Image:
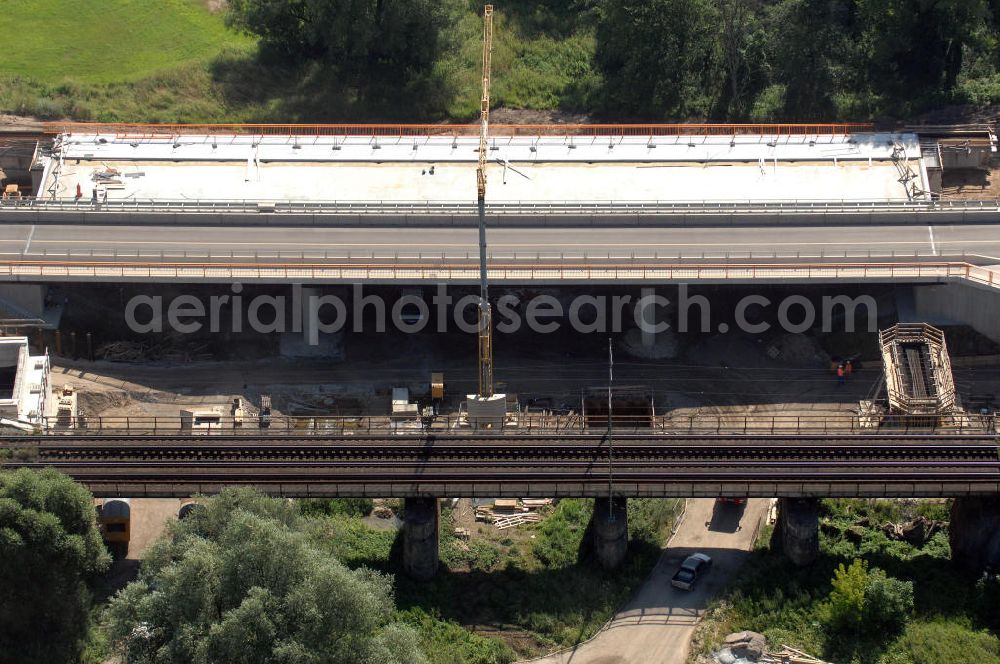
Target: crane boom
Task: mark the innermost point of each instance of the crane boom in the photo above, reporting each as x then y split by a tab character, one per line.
485	315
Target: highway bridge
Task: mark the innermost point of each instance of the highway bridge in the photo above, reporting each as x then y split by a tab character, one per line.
431	464
909	254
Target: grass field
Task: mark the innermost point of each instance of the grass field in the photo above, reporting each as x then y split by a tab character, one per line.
175	61
111	41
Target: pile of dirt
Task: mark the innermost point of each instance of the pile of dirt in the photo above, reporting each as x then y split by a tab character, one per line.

» Stated exercise
Copy out every line of the records above exactly as it stands, but leave out the pictures.

» Expected answer
Image:
Target: crane boom
Task: mark the innermost point of each instance of the crane boom in the photo above, reporting each as x then y split by a tab character, one per line.
485	315
Target: highway bridge
Task: mark the innermost point of each instance of the highway bridge in the photo above, reporting each as x then y split by a tab character, one per line.
431	464
909	254
Target: grass field
Task: mark the innermost point of each instance of the grass field in the photo above, reporting each as x then y split by a tab character, one per line.
175	61
111	41
Target: pile of dirt
Task: mark the innermost point of each instance of the pile of dirt in the photo above, reporting each as x then y split by a tab character, one per line.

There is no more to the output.